(Data items)
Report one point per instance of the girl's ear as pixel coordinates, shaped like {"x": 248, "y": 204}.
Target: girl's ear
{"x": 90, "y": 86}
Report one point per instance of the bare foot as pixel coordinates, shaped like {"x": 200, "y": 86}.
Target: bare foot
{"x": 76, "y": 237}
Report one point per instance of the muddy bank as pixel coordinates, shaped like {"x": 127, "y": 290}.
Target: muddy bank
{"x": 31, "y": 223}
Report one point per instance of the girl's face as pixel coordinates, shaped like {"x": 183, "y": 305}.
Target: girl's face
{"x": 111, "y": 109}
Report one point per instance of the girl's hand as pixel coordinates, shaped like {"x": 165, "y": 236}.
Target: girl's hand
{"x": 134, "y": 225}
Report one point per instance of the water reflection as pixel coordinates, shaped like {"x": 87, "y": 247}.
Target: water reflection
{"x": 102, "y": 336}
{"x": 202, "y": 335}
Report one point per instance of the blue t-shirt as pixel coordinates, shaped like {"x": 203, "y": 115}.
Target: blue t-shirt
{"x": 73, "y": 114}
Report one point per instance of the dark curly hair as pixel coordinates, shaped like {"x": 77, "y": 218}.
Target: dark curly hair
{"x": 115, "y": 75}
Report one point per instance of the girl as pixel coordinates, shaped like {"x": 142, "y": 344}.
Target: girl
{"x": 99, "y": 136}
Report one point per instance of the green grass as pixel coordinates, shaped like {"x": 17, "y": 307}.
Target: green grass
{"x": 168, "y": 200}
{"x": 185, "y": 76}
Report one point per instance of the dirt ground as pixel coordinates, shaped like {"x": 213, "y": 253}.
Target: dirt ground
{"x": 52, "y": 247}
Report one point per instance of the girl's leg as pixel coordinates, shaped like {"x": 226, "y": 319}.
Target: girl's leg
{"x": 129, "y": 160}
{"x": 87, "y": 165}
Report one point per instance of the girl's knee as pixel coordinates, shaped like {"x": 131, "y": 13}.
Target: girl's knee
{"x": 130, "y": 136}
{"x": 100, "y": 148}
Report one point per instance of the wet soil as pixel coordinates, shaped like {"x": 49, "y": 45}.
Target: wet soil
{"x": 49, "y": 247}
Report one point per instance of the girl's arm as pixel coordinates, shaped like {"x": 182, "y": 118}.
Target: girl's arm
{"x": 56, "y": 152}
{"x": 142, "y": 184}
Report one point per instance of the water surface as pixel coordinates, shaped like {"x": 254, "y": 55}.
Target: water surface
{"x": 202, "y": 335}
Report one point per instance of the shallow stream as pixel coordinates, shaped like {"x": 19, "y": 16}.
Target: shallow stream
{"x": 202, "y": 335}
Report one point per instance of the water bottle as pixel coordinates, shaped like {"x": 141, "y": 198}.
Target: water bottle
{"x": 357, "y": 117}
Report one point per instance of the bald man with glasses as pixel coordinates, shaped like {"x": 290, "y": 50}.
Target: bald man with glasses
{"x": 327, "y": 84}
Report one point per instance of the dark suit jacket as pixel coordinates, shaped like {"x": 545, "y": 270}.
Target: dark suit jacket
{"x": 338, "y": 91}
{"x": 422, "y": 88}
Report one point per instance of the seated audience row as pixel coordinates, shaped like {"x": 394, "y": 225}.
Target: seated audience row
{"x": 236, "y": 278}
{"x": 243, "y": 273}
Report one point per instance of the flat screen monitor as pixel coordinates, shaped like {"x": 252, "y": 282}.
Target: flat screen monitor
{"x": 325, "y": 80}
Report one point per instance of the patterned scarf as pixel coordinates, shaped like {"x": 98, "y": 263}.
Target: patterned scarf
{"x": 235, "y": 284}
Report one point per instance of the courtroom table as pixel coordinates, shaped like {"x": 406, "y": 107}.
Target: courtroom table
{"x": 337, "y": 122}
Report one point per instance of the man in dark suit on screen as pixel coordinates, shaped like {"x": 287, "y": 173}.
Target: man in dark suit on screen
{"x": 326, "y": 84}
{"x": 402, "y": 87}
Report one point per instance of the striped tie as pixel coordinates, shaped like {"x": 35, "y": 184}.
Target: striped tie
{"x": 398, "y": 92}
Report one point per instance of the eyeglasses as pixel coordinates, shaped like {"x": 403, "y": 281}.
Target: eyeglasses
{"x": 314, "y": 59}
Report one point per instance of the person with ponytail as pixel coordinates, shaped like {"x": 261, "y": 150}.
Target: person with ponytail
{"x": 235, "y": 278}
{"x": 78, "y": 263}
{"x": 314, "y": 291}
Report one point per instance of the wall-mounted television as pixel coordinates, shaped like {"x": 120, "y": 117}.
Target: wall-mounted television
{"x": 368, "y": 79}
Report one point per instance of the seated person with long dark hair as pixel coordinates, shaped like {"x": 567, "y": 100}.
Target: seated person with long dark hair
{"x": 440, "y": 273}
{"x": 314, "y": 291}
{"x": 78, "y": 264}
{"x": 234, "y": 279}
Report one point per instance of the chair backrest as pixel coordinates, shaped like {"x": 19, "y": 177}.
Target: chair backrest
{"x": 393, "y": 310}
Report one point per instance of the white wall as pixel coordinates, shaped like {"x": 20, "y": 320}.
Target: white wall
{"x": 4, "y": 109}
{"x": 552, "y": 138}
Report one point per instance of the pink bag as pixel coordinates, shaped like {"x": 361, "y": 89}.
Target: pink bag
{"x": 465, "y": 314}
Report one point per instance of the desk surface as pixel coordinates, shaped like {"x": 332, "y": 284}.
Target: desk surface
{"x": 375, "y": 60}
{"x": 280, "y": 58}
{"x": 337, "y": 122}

■ REQUIRED WORK: So that nothing is lost, please reproduce each entry exactly as written.

■ PROBLEM SOLUTION:
Report one point per instance of the girl's ear as pixel coordinates, shaped like {"x": 248, "y": 204}.
Target: girl's ear
{"x": 90, "y": 86}
Report one point per instance of the bare foot as pixel coordinates, shaped like {"x": 200, "y": 86}.
Target: bare foot
{"x": 76, "y": 237}
Report one point per instance of the muddy bank as pixel coordinates, shaped like {"x": 127, "y": 290}.
Target: muddy bank
{"x": 31, "y": 223}
Report one point per instance of the girl's face as pixel coordinates, shaped like {"x": 183, "y": 305}.
Target: girl's face
{"x": 111, "y": 109}
Report one point per instance of the girl's hand as pixel coordinates, shaped like {"x": 165, "y": 236}.
Target: girl's hand
{"x": 134, "y": 225}
Report one point per instance of the water reflection as pixel coordinates, shaped like {"x": 87, "y": 247}.
Target: water reflection
{"x": 102, "y": 336}
{"x": 202, "y": 335}
Report one point per instance of the blue t-shirt as pixel coordinates, shaped like {"x": 203, "y": 115}.
Target: blue t-shirt
{"x": 73, "y": 114}
Report one point per instance of the dark curly hair as pixel coordinates, shaped like {"x": 77, "y": 218}.
Target: dark curly hair
{"x": 115, "y": 75}
Report one point per instance of the girl as pixel coordinates, shaped like {"x": 142, "y": 344}.
Target: girl
{"x": 99, "y": 136}
Report one point per instance of the green grass as pixel coordinates, shaped like {"x": 17, "y": 307}.
Target: green grass
{"x": 168, "y": 200}
{"x": 185, "y": 76}
Report one point per instance of the dirt ground as pixel coordinates, shaped like {"x": 213, "y": 253}.
Target: dirt ground
{"x": 52, "y": 247}
Report one point per instance of the girl's leg as pixel coordinates, shaped like {"x": 226, "y": 319}.
Target: girl's leg
{"x": 129, "y": 160}
{"x": 87, "y": 165}
Report one point per instance of the girl's knee as pixel coordinates, shaped like {"x": 131, "y": 13}.
Target: girl's knee
{"x": 130, "y": 136}
{"x": 100, "y": 148}
Report one point per instance of the wet soil as pixel coordinates, shaped like {"x": 49, "y": 45}.
Target: wet soil
{"x": 49, "y": 247}
Report one point per instance of the girl's arm as pixel coordinates, shaped like {"x": 182, "y": 118}.
Target: girl's arm
{"x": 56, "y": 152}
{"x": 142, "y": 184}
Report one point per instance of the water surface as pixel coordinates, shaped like {"x": 254, "y": 55}.
Target: water surface
{"x": 202, "y": 335}
Report one point per instance of the shallow stream as pixel coordinates, shaped like {"x": 19, "y": 16}.
Target: shallow stream
{"x": 202, "y": 335}
Report one point per instance of the water bottle as pixel coordinates, shaped like {"x": 141, "y": 198}.
Target: water bottle
{"x": 357, "y": 117}
Report one point per instance of the bald man with glasses as pixel coordinates, shaped like {"x": 290, "y": 50}.
Target: bald man with glasses
{"x": 327, "y": 84}
Report one point per instance of the dark suit jacket as pixel coordinates, shaped like {"x": 545, "y": 270}.
Target: dark suit jacket
{"x": 338, "y": 91}
{"x": 422, "y": 88}
Report one point per instance of the seated audience row as pixel coordinates, shaped like {"x": 394, "y": 225}.
Target: seated audience row
{"x": 236, "y": 278}
{"x": 243, "y": 273}
Report one point per instance of the flat screen monitor as pixel coordinates, shaped like {"x": 252, "y": 282}.
Target: flat screen monitor
{"x": 325, "y": 80}
Report one point per instance of the patterned scarf as pixel coordinates, shaped like {"x": 98, "y": 263}.
Target: patterned scarf
{"x": 235, "y": 284}
Report one point per instance of the courtroom table as pixel coordinates, shaped like {"x": 406, "y": 107}.
Target: courtroom table
{"x": 337, "y": 122}
Report one point per instance of the man in dark suit on screen as pixel coordinates, shaped like {"x": 287, "y": 173}.
Target: man in dark suit on screen
{"x": 326, "y": 84}
{"x": 402, "y": 87}
Report one point per instance of the striped tie as pixel coordinates, shaped like {"x": 35, "y": 184}.
Target: striped tie
{"x": 398, "y": 92}
Report one point per instance of the eyeglasses as pixel coordinates, shaped like {"x": 403, "y": 281}.
Target: eyeglasses
{"x": 314, "y": 59}
Report one point per instance of the person with ponytail as pixel coordinates, shaped like {"x": 261, "y": 150}.
Target: person with ponytail
{"x": 235, "y": 278}
{"x": 78, "y": 263}
{"x": 314, "y": 291}
Report one point per instance of the wall-mounted television as pixel coordinates, shaped like {"x": 120, "y": 117}.
Target: wall-mounted television
{"x": 368, "y": 79}
Report one point per instance of the seated person with long dark hair as pixel coordinates, shaped like {"x": 567, "y": 100}.
Target: seated person with long dark hair
{"x": 440, "y": 273}
{"x": 314, "y": 291}
{"x": 78, "y": 264}
{"x": 234, "y": 279}
Report one point per instance of the chair backrest as pixel coordinates, shaped like {"x": 19, "y": 177}.
Target: chair backrest
{"x": 393, "y": 310}
Report one point per instance of the white wall as pixel coordinates, shaped like {"x": 20, "y": 320}.
Target: white wall
{"x": 4, "y": 109}
{"x": 552, "y": 138}
Report one point per instance of the pink bag as pixel coordinates, shaped like {"x": 361, "y": 89}.
Target: pink bag
{"x": 465, "y": 314}
Report one point per instance of the desk surface as pixel coordinates, shaped like {"x": 332, "y": 284}.
Target: desk surface
{"x": 375, "y": 60}
{"x": 280, "y": 58}
{"x": 337, "y": 122}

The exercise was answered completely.